# Data in this exercise:
------------------------------------------------------------------------

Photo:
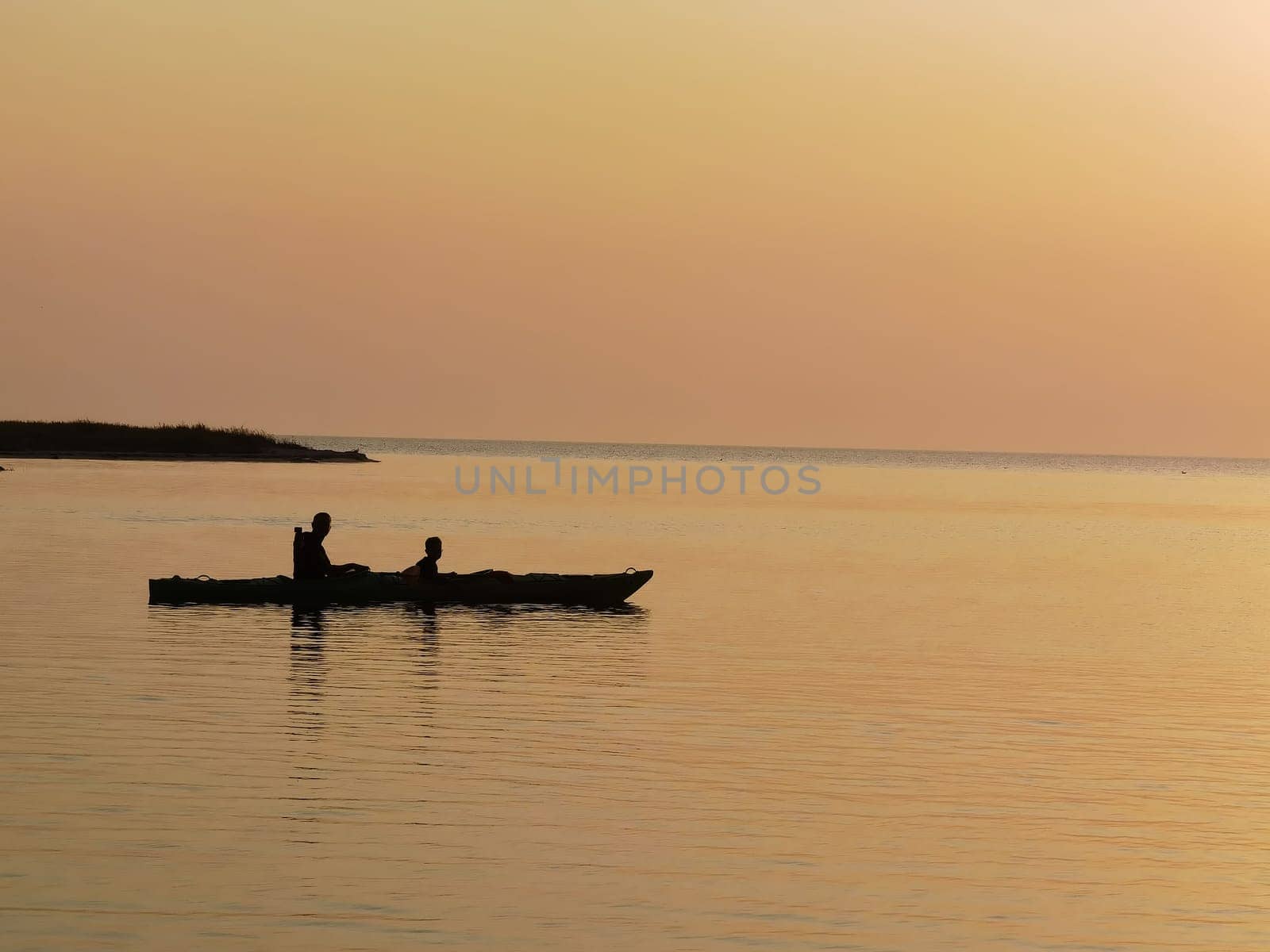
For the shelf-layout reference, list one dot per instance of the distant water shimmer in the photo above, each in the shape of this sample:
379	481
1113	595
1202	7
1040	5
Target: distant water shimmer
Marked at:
950	702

------------------------------------------------------------------------

# Try it:
Within the listing above, find every line containing the string "water" and return it.

# Problem solution:
For the shelf-layout reference, list one dot per instance of the distant water shimmer in the photo above, each in the shape of this sample:
Target: distant water shimmer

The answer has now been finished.